What the task requires:
List every line of the records below that contains the word "umbrella", treating uppercase and lowercase letters as distinct.
——————
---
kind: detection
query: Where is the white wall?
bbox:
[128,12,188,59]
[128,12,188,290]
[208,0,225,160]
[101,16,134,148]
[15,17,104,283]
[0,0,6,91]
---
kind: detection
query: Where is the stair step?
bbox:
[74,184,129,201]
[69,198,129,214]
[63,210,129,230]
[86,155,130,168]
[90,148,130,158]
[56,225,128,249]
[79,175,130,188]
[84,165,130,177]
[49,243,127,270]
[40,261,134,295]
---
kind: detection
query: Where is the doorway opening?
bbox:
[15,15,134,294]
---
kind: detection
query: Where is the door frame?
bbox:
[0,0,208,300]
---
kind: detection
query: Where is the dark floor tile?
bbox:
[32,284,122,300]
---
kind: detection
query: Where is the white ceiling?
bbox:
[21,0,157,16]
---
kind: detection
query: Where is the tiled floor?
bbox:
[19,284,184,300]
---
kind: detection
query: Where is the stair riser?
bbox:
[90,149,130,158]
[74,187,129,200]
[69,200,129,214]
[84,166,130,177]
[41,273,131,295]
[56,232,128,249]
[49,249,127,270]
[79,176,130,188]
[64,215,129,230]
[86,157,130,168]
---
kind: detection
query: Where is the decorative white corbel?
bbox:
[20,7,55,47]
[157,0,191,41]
——————
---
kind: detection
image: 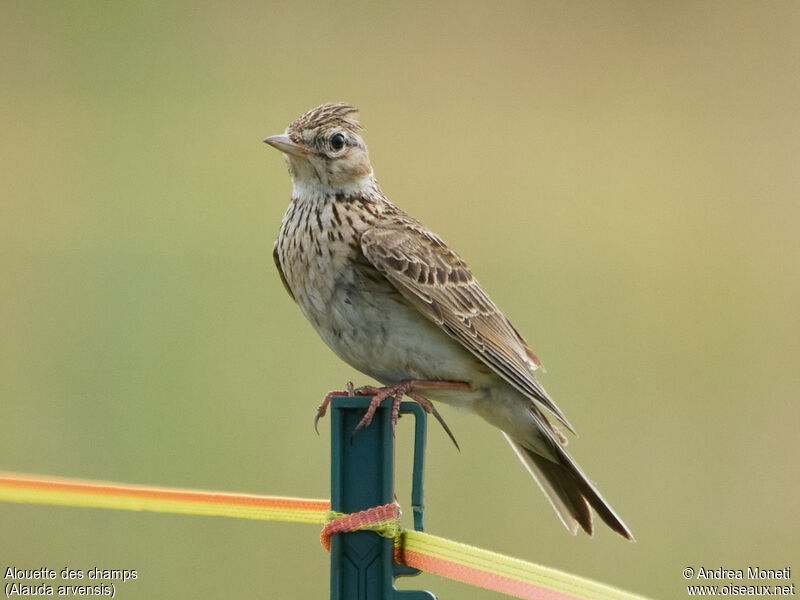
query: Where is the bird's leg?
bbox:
——————
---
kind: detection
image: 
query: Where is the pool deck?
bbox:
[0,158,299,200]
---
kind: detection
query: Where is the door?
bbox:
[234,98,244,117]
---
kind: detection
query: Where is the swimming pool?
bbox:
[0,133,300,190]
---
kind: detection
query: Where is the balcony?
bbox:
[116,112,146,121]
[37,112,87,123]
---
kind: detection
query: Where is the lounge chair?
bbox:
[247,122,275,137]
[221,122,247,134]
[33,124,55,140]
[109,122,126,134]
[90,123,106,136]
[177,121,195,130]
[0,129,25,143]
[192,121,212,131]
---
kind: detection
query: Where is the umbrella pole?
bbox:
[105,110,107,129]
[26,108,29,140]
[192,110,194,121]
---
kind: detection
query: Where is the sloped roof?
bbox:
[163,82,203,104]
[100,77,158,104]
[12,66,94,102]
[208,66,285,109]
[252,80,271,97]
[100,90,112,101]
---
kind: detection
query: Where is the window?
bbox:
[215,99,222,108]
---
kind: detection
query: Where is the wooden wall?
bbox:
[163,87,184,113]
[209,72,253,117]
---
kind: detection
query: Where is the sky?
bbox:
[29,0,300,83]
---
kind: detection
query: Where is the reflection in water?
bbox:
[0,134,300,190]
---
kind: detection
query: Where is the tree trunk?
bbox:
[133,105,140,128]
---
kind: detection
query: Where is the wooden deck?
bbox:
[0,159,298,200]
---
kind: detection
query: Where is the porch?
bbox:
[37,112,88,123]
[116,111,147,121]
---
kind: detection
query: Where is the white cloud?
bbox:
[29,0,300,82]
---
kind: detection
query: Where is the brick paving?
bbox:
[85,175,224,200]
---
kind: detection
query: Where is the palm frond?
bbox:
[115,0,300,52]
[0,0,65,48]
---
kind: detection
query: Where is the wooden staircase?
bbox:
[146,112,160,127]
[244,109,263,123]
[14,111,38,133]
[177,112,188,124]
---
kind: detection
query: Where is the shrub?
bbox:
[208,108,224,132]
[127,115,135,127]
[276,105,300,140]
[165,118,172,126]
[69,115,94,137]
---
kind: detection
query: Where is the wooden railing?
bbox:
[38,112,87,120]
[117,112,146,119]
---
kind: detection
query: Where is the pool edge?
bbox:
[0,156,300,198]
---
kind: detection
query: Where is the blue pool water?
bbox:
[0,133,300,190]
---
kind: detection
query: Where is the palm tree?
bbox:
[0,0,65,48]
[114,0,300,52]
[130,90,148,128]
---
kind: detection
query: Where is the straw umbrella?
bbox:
——————
Result of the exercise:
query: Where is the umbrella pole?
query: Where is the straw umbrella?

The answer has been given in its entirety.